Point placement records
────────

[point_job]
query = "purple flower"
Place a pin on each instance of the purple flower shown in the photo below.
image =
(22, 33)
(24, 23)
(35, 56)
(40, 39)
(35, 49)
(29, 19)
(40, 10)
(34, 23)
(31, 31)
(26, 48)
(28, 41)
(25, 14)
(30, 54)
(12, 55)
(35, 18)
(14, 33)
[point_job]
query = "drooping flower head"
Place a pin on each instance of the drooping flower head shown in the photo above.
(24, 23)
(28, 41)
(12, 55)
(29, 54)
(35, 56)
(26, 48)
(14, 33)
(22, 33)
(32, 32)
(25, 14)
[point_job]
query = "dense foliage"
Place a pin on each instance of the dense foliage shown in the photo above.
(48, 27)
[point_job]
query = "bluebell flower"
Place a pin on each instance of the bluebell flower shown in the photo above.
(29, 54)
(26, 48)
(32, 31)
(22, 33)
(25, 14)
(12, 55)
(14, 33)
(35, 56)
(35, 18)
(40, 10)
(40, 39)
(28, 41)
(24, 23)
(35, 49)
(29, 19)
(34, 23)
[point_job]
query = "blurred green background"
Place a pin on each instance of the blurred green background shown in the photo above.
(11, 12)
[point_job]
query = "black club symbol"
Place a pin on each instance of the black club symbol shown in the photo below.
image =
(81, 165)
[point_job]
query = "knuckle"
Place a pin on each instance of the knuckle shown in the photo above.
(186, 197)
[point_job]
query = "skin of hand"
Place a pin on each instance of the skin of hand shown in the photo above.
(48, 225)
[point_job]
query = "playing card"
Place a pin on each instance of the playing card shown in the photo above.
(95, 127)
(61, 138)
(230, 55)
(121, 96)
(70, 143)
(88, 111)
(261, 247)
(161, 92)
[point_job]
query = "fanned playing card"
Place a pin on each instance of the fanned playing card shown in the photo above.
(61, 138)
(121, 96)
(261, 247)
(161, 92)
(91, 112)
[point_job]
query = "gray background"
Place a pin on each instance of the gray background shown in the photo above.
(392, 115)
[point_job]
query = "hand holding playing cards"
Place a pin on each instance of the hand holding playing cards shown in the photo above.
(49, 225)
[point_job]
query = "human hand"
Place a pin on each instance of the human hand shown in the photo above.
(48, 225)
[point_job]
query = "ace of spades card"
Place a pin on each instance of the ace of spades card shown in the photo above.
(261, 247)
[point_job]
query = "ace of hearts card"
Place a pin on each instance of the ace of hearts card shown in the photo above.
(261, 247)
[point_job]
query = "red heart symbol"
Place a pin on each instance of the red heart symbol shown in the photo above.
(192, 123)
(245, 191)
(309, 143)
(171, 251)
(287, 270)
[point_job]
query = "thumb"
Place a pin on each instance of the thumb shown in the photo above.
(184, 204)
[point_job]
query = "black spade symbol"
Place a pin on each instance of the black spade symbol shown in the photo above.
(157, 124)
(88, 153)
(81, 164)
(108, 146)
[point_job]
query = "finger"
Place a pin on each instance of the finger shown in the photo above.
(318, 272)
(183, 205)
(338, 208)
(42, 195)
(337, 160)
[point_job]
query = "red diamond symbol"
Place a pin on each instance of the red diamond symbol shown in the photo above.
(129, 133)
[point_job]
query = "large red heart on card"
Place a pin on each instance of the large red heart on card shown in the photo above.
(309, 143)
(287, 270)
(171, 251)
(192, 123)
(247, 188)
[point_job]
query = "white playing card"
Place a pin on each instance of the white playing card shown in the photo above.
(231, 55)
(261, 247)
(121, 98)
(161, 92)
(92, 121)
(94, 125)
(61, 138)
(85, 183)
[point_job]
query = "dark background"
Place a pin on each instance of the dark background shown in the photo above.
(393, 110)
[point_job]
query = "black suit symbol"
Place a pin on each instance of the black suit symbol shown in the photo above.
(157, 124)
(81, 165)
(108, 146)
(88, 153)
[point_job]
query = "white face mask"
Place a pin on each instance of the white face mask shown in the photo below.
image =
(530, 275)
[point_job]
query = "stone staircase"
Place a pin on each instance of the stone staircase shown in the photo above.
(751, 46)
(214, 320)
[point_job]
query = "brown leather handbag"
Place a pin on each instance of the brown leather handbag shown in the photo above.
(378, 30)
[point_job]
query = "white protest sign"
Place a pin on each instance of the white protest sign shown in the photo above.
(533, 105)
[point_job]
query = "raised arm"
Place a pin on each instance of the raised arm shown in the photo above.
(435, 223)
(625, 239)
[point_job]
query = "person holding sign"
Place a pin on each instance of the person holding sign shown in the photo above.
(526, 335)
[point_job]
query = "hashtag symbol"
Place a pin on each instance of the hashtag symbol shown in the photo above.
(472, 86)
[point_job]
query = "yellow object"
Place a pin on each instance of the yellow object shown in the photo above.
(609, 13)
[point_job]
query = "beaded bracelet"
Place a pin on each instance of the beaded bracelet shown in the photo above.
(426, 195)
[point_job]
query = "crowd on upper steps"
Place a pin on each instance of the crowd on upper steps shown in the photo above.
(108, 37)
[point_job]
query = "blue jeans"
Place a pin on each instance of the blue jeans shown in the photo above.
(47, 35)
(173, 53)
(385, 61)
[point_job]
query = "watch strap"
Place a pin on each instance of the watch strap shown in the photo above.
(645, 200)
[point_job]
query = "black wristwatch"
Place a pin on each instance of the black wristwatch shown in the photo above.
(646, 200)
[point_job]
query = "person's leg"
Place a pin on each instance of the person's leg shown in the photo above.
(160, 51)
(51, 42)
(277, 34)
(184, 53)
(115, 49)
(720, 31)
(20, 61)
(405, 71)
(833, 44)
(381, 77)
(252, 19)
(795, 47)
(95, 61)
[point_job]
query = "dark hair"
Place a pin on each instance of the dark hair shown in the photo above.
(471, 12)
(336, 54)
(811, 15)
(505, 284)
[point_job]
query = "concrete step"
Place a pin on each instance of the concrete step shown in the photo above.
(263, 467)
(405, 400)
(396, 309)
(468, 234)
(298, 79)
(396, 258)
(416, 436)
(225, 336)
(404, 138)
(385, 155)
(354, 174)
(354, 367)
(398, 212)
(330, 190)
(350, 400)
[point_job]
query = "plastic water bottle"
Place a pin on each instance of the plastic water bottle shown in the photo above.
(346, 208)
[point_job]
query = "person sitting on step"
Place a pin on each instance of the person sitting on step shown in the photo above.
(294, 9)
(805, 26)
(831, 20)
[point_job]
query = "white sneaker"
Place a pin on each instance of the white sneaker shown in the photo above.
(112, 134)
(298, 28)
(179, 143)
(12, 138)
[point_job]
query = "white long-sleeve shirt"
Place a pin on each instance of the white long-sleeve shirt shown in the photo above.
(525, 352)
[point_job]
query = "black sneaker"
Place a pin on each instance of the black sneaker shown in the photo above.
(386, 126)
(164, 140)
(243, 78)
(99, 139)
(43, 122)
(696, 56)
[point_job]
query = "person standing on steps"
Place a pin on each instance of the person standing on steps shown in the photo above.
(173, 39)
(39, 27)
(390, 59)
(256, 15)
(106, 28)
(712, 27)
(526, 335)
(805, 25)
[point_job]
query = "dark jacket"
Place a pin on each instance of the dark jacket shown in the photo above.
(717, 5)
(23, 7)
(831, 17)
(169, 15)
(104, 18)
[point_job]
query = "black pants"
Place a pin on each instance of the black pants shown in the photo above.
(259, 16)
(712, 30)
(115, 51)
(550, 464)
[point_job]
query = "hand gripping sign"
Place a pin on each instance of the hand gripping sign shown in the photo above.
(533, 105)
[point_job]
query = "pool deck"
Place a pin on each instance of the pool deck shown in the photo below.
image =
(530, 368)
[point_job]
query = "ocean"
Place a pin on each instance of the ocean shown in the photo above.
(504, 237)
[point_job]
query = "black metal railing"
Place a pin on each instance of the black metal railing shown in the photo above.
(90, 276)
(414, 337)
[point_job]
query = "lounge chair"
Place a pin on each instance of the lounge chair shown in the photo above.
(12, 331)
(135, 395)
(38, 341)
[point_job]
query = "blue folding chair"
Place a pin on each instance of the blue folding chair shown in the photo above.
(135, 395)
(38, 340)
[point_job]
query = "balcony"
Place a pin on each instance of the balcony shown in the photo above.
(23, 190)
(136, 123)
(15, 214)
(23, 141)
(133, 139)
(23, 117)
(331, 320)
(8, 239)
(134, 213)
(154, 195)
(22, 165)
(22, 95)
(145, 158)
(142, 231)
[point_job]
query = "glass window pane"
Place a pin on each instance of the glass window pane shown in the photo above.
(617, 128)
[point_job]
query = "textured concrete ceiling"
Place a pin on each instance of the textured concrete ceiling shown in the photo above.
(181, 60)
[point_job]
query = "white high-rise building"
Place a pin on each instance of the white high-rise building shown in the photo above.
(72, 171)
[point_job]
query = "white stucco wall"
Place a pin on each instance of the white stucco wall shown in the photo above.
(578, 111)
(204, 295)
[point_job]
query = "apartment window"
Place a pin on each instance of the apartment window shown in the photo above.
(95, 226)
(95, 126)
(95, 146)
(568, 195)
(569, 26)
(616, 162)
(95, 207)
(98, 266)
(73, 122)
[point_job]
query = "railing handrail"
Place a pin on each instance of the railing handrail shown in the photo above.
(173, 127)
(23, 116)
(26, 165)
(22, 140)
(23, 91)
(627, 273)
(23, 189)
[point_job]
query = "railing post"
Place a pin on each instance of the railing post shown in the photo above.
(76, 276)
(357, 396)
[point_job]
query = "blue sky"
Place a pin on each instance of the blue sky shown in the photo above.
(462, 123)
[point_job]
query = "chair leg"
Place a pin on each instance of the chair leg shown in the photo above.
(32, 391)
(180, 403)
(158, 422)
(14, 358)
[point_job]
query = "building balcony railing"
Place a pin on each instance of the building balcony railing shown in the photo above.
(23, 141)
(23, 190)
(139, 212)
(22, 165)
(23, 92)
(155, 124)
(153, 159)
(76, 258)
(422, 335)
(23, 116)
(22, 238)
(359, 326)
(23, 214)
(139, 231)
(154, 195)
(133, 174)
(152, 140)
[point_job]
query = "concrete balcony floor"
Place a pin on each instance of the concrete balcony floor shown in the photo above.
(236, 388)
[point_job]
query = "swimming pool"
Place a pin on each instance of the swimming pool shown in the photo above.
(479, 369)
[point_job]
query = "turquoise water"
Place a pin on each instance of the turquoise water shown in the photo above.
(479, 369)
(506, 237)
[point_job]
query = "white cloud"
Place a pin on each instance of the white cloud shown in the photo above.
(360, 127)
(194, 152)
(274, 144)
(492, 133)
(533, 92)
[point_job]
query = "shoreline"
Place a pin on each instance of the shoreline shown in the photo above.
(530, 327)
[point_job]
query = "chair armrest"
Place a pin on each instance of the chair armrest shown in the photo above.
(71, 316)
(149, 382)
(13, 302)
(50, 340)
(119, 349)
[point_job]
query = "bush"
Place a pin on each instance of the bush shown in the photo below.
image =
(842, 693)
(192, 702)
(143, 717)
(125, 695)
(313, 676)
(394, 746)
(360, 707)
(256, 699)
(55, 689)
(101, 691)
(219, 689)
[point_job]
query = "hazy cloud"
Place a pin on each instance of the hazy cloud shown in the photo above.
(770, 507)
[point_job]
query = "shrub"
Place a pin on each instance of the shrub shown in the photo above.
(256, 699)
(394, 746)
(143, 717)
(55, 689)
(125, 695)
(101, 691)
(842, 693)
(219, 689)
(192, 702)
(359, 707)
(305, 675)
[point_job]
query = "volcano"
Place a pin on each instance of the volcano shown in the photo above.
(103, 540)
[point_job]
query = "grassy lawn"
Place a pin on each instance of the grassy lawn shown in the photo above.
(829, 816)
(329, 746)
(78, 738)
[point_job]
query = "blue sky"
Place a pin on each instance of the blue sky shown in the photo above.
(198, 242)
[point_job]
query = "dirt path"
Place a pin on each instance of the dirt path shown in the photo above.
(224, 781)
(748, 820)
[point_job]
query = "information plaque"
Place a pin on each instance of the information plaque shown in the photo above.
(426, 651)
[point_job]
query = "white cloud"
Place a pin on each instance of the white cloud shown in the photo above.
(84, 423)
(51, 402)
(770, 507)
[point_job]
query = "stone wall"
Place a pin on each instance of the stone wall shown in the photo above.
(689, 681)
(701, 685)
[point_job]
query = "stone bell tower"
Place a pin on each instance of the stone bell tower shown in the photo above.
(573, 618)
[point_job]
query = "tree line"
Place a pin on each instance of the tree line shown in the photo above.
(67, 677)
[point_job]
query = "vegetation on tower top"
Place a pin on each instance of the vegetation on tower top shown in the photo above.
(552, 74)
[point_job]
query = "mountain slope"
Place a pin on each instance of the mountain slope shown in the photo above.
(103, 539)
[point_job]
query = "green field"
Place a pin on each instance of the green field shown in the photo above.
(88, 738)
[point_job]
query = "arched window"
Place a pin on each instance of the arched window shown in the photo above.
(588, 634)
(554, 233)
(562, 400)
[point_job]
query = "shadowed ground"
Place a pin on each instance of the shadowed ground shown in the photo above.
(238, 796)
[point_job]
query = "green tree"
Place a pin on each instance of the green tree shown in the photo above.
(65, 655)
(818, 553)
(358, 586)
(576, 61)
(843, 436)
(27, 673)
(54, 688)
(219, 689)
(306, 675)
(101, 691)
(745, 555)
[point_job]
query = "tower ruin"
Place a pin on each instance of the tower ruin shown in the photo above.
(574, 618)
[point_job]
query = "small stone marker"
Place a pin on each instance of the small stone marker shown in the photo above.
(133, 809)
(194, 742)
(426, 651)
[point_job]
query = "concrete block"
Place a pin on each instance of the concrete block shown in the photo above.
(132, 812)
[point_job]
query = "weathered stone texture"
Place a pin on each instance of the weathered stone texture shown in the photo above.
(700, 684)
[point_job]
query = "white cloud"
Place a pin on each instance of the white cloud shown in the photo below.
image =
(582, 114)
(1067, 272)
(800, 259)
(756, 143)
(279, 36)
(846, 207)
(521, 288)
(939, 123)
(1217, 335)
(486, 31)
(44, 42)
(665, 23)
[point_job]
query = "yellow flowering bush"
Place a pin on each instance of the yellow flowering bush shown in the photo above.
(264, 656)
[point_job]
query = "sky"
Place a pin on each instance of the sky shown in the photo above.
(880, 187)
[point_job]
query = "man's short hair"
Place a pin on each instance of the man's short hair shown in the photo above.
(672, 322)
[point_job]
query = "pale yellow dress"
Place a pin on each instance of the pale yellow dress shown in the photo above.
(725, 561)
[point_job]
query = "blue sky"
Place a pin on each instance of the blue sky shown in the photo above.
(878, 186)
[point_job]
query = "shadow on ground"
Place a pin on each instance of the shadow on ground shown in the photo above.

────────

Given request>
Pick out every line in the records above that contains the word "glass", and copy each one.

Solution to the problem>
query = "glass window pane"
Place a pin on each instance of the glass window pane shown in the photo above.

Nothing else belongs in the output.